Task requirements: Continue the passage on the Federal Reserve and its dual mandate, starting right after its final sentence.

The Federal Reserve is the most powerful financial institution in the world. Federal funds rate, quantitative easing, FOMC, dual mandate, open market operations: these terms unlock your understanding of why interest rates rise and fall and what it means for your money.

The Fed's Dual Mandate: Inflation and Employment

Congress gave the Federal Reserve two primary objectives: (1) maximum sustainable employment and (2) stable prices (approximately 2% annual inflation). These goals often conflict. Lowering unemployment requires stimulation that risks higher inflation. Fighting inflation requires slowing the economy, risking higher unemployment. Between 2020 and 2023, the Fed prioritized employment recovery through near-zero rates, then pivoted to fight inflation with the fastest rate hike cycle since the 1980s — raising rates from 0-0.25% to 5.25-5.50% in 16 months.

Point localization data
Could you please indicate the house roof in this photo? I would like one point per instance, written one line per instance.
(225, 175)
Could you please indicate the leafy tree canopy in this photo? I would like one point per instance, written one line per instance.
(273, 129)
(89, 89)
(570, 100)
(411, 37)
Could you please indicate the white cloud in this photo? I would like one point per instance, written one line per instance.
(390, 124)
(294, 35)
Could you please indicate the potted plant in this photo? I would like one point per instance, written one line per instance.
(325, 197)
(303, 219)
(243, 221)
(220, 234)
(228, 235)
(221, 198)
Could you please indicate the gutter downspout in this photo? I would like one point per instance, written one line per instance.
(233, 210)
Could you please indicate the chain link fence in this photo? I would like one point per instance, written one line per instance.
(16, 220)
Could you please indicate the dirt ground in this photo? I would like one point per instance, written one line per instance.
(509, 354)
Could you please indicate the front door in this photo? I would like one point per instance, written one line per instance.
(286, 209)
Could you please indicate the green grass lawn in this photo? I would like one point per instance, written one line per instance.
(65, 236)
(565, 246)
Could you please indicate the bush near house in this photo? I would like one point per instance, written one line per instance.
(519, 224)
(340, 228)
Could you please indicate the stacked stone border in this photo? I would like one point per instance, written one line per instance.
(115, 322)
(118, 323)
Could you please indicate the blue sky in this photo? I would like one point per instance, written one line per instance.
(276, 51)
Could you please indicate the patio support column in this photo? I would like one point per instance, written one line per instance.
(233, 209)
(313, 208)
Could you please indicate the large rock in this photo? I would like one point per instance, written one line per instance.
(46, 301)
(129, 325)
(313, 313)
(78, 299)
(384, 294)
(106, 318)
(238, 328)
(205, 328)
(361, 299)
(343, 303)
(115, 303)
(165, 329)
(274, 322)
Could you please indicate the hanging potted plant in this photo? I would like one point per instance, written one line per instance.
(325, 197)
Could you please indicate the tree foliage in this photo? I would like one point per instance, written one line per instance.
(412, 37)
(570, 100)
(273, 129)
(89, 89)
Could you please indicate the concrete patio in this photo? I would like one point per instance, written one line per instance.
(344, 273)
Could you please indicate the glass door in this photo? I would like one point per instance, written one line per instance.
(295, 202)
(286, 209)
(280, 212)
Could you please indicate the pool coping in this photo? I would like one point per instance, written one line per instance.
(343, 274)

Answer for the task:
How the Fed Moves Interest Rates: The Federal Funds Rate

The federal funds rate is the interest rate at which banks lend reserve balances to each other overnight. The Fed sets a target range and uses open market operations — buying and selling US Treasury securities — to keep the actual rate within that range. When the Fed buys Treasuries, it injects money into the banking system, pushing rates down. The federal funds rate is the anchor of all US interest rates, directly influencing savings account rates, credit card APRs, and — with a lag — mortgage rates and GDP growth.

Quantitative Easing and Tightening: The Fed's Unconventional Tools

Quantitative Easing (QE) is the Fed's tool when the federal funds rate approaches zero. The Fed purchases Treasury bonds and mortgage-backed securities from banks, injecting money into the financial system and lowering long-term rates. The Fed expanded its balance sheet from $900 billion in 2008 to $8.9 trillion by 2022 through four QE programs. Quantitative Tightening (QT) is the reverse — allowing bonds to mature without reinvestment or actively selling securities, shrinking the money supply.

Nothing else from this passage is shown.